── ENTRIES
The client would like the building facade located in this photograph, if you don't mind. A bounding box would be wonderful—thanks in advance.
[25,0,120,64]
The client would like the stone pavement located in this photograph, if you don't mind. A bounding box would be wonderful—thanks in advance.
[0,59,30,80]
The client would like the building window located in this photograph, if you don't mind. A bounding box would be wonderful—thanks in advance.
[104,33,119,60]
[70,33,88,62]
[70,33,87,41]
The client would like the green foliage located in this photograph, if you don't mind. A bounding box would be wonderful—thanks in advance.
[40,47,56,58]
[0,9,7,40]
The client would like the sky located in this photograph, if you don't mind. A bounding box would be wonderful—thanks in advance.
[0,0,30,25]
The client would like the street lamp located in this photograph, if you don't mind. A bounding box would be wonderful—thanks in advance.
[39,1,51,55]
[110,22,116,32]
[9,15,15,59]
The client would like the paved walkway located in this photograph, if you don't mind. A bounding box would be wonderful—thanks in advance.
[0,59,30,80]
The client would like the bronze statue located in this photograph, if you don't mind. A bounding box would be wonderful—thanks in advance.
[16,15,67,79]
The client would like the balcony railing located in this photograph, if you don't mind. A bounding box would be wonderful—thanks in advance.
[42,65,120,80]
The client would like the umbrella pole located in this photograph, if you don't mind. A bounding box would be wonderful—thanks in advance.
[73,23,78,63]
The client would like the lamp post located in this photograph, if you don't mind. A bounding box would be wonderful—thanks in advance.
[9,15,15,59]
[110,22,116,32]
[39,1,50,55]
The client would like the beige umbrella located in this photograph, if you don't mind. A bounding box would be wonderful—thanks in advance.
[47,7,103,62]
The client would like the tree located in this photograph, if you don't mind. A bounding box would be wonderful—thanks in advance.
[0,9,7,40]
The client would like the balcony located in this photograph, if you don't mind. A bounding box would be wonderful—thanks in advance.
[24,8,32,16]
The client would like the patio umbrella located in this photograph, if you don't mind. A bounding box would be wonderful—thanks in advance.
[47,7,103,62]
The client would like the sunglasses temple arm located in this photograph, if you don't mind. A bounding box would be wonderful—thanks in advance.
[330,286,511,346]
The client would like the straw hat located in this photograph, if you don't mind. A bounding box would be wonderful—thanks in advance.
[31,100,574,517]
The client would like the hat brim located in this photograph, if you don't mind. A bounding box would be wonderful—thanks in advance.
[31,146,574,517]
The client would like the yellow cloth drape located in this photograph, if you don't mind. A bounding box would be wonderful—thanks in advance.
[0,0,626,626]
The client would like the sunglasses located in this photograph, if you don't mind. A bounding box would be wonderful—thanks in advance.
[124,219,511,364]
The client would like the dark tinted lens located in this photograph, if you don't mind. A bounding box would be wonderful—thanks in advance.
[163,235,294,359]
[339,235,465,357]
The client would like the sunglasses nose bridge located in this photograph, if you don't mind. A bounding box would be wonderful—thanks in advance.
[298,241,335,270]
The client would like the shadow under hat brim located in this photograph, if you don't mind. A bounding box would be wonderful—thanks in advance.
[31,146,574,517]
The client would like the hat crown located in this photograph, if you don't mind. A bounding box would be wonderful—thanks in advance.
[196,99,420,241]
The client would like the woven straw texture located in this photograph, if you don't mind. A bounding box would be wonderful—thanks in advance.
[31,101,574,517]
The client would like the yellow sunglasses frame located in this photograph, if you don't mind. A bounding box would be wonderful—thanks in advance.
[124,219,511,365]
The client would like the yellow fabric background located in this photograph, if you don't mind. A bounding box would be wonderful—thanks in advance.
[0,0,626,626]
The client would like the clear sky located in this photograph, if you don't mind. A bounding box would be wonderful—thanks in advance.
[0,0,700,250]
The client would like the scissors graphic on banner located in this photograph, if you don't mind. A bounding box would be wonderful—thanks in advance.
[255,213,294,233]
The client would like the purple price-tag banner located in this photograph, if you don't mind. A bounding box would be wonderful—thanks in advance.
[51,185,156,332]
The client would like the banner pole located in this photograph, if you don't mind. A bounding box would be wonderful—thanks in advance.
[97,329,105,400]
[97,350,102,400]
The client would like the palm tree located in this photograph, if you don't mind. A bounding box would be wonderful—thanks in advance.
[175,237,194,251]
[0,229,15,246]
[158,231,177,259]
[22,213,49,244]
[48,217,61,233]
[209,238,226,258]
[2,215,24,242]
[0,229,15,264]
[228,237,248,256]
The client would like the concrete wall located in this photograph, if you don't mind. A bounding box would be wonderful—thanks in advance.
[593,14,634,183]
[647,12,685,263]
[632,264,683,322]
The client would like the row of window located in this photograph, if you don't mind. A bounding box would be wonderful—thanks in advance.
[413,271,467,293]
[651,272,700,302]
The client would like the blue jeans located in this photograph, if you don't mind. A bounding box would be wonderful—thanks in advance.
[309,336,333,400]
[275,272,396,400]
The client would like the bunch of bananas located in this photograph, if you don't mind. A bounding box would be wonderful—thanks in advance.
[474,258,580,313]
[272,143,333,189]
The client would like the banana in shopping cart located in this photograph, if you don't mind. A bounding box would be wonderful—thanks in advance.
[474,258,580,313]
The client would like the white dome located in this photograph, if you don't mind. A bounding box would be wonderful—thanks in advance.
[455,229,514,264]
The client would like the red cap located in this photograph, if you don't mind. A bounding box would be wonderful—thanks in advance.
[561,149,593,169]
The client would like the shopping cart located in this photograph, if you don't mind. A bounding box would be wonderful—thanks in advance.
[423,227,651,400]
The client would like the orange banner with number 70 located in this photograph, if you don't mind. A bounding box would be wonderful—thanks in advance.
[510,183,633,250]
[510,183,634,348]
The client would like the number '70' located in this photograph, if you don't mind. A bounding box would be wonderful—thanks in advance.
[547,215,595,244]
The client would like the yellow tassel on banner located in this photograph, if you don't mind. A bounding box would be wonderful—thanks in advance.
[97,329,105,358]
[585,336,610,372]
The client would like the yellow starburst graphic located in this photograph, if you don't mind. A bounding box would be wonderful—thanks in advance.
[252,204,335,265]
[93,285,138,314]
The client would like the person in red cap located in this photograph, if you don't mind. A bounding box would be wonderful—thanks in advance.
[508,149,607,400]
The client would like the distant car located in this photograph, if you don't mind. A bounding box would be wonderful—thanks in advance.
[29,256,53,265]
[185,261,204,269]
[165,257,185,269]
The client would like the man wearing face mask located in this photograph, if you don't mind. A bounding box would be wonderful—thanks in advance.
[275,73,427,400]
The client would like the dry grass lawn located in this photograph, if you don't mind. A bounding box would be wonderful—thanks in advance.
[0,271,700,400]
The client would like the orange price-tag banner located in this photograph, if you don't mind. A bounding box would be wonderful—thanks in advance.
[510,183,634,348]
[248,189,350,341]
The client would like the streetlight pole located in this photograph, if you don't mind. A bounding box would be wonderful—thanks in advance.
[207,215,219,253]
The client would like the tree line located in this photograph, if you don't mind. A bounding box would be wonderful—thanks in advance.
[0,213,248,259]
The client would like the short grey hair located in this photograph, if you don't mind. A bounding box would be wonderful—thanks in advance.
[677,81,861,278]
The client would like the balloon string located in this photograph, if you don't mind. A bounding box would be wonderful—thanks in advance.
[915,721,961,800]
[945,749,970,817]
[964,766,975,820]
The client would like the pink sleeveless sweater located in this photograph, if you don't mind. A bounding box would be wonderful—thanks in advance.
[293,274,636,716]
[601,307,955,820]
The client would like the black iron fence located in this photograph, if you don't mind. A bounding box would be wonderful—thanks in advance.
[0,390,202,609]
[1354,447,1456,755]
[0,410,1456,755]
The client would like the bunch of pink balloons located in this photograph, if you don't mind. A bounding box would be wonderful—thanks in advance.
────
> EXERCISE INSTRUCTIONS:
Print all of the material above again, line for line, with no changes.

> ANSWER FOR THIS EXERCISE:
The client would like the building facade located in this photograph, if you don't mind. A bounding box would be wonderful—thanks in advance.
[25,0,120,64]
The client would like the stone pavement located in this photograph, if you don't mind. A bounding box would be wonderful—thanks in advance.
[0,59,30,80]
The client would like the building window located in this photograph, if you don't mind. A bounding box would be wonderful—thanks in advance.
[104,33,119,60]
[70,33,88,62]
[70,33,87,41]
The client would like the green foliage located in this photograph, if you don't mind. A bounding box would be wonderful—thanks in advance.
[40,47,56,58]
[0,9,7,40]
The client would like the sky located in this photograph, if you don't mind. A bounding box would be wonderful—thanks in advance.
[0,0,30,25]
The client would like the street lamp located in this photograph, if you don't mind. A bounding box would be wonderful—thanks in advance.
[39,1,51,55]
[110,22,116,32]
[9,15,15,59]
The client would like the paved walkway located in this photograph, if you don't mind. A bounding box would be wonderful—thanks in advance.
[0,59,30,80]
The client would like the bronze statue located in this photograph, if you don't mind. A bounding box would be wonderful—thanks in advance.
[16,15,67,79]
The client would like the balcony railing located in this photograph, if you don't mind. A bounding box would be wonderful—thanks in advance.
[42,65,120,80]
The client would like the umbrella pole located in this photograph, if you don't mind. A bounding box would be wonderful—thanks in advance.
[73,23,78,63]
The client would like the lamp post located in this photograph, if you don't mind. A bounding box would be wonderful—thanks in advance.
[9,15,15,59]
[110,22,116,32]
[39,1,50,55]
The client would like the beige umbrella located in this photograph, if you don't mind. A bounding box would be wonderful—thanks in advance.
[47,7,103,62]
The client would like the tree located in this photograph, if you don't mind. A bounding box would be wonderful—thanks in advance.
[0,9,7,40]
The client would like the balcony located in this photograph, if you don't mind. A bounding box would be wonderful—thanks in advance.
[24,8,32,16]
The client would like the patio umbrella located in this photograph, if you don't mind. A bounding box would be wonderful—thanks in advance.
[47,7,103,62]
The client would like the sunglasses temple arm located in this photograph, if you don't mind. A bounding box would be wonderful—thanks in advance.
[330,286,511,346]
The client would like the straw hat located in this photograph, if you don't mind. A bounding box would be wonderful—thanks in advance.
[31,100,574,517]
The client would like the hat brim located in this photograph, if you don't mind. A bounding box would be wonderful—thanks in advance.
[31,146,574,517]
The client would like the yellow cloth drape located in this photograph, if you don't mind. A bounding box would be wonderful—thanks in advance.
[0,0,626,626]
The client would like the sunglasses located in this photograph, if you don't mind. A bounding box would be wonderful—thanks in advance.
[124,219,511,364]
The client would like the dark tinted lens located in this photograph, if you don't mind. A bounding box would be wonderful—thanks in advance.
[163,235,294,359]
[339,235,465,357]
The client would like the sunglasses nose bridge located in this photograph, if you don't mind. A bounding box would be wonderful—thanks in advance.
[298,241,335,270]
The client would like the shadow under hat brim located in this photograph, if you don't mind. A bounding box would be wonderful—thanks in advance.
[31,146,574,517]
The client would like the hat crown located in this photograph, if you don't mind. A bounding box would be wonderful—thanks in advance.
[196,99,420,241]
The client would like the woven straw texture located in this photograph, if you don't mind. A bounding box would be wonderful—thanks in advance.
[31,101,574,517]
The client would like the yellow sunglasses frame located in this photograph, if you don't mind. A bounding box would be wonderful—thanks in advance.
[124,219,511,365]
The client would like the yellow fabric background located in this photograph, if you don't mind. A bounding box would be wonderful—thanks in advance.
[0,0,626,626]
The client would like the clear sky located in this photograph, if you don't mind. A bounding box would be wonderful—thanks in advance.
[0,0,700,250]
The client would like the scissors graphic on banner located in this photograph, if you don't mind. A bounding box would be wonderful—thanks in advance.
[255,213,294,233]
The client would like the purple price-tag banner located in this photograph, if you don't mind. A bounding box would be wonderful—thanks in advance.
[51,185,156,332]
The client would like the banner pole located in this photograph, if you don't mind. A bounding box would be wonderful—thanks in advance.
[97,329,105,400]
[97,350,102,400]
The client would like the palm tree located in this photograph, if you don't mind. A bounding box would be wonderful—thanks in advance.
[175,237,194,251]
[0,229,15,246]
[158,231,177,259]
[22,213,49,244]
[48,217,61,233]
[209,238,226,258]
[2,215,24,242]
[0,229,15,264]
[228,237,248,256]
The client would like the concrete wall located in this photograph, if you don't mind. A bounding box would be wonderful—thanks in advance.
[593,14,634,183]
[647,12,685,263]
[632,264,683,322]
The client would like the row of window located in this photograph, if you don't mind. A bounding box would be wonderful—thanks in advance.
[413,271,467,293]
[651,272,700,302]
The client would like the blue jeans located in this photograph, if you don't mind. A bounding box would be wonderful—thanks in advance.
[309,336,333,400]
[275,272,396,400]
The client would like the bunch of bananas located in this photograph, if you don't mind. A bounding box would be wonderful—thanks in advance.
[474,258,580,313]
[272,143,333,189]
The client would like the banana in shopping cart located in this photograph, if you don't mind. A bounding box would be wonderful—thanks in advance.
[474,258,580,313]
The client would like the white dome located in this photograph, if you don't mind. A bounding box would be wonderful—thanks in advance.
[455,229,514,264]
The client would like the red cap located in this photograph, if you don't mind. A bounding box would be wonderful—thanks in advance.
[561,149,593,169]
The client would like the shopping cart located in this photograph, if you don't mind. A bounding box would be wonderful—thanks in advance.
[423,227,651,400]
The client would like the orange banner with number 70 located in this photograph, if you don't mind. A bounding box would be wonderful—thanks in advance.
[510,183,633,250]
[510,183,634,348]
The client would like the number '70' located in this photograph, if you don't mind. A bounding box would be wonderful—thanks in advance.
[547,215,595,244]
The client would like the yellow tassel on banner located in this photograph, if you don't mind. A bounding box would be wonderful—thanks in advance.
[97,329,105,358]
[585,336,610,372]
The client would like the yellow starburst graphic located in this photograph, if you don't mind. A bounding box would be wonderful—thanks in advance.
[252,204,335,265]
[93,285,138,314]
The client would like the person in red cap located in this photograph, if you don't mind. A bounding box would be wonderful—thanks in advance.
[508,149,607,400]
The client would like the distant car located in this photograph, if you don't mind. A bounding box would be wonderful—thanks in advance.
[29,256,53,265]
[185,261,204,269]
[165,257,185,269]
The client would like the man wearing face mask located in this photograph, if you don't mind. A bounding box would be wonderful—thanks in advance.
[275,73,427,400]
The client would like the dry grass lawn located in this photograph, if you don't mind. A bounding box would be wonderful—thanks in advance.
[0,271,700,400]
The client would like the orange price-tag banner located in this photograph, if you don't mind. A bounding box would be wonderful—thanks in advance.
[510,183,634,348]
[248,189,350,341]
The client would like the streetlight pole located in this photograph, if you don't mind. A bounding box would be wonderful—thanks in advance.
[207,215,219,253]
The client would like the tree line located in this photograph, if you don't mind. A bounding box would be wonderful—thanks in advance.
[0,213,248,259]
The client would like the short grey hair located in this photograph, if you don't mind. A bounding box would be wonderful—thanks in advance.
[677,81,861,278]
The client would like the balloon string located in this photograph, if you don't mind. A bounding box would be wonderful—thanks in advance.
[915,721,961,800]
[945,749,970,817]
[964,766,975,820]
The client would like the pink sleeveless sweater located in this photograph, if you don't mind. A bounding box would be wonderful—thanks in advance.
[293,274,636,716]
[601,307,955,820]
The client would like the black iron fence located in this photograph, if you don't mind. A bounding box would be wonderful—thanks in advance.
[0,390,202,609]
[1354,447,1456,755]
[0,410,1456,755]
The client would like the bunch of pink balloons located in this photograph, if you don't mind. A bounding box would be wonderful—thanks in advance.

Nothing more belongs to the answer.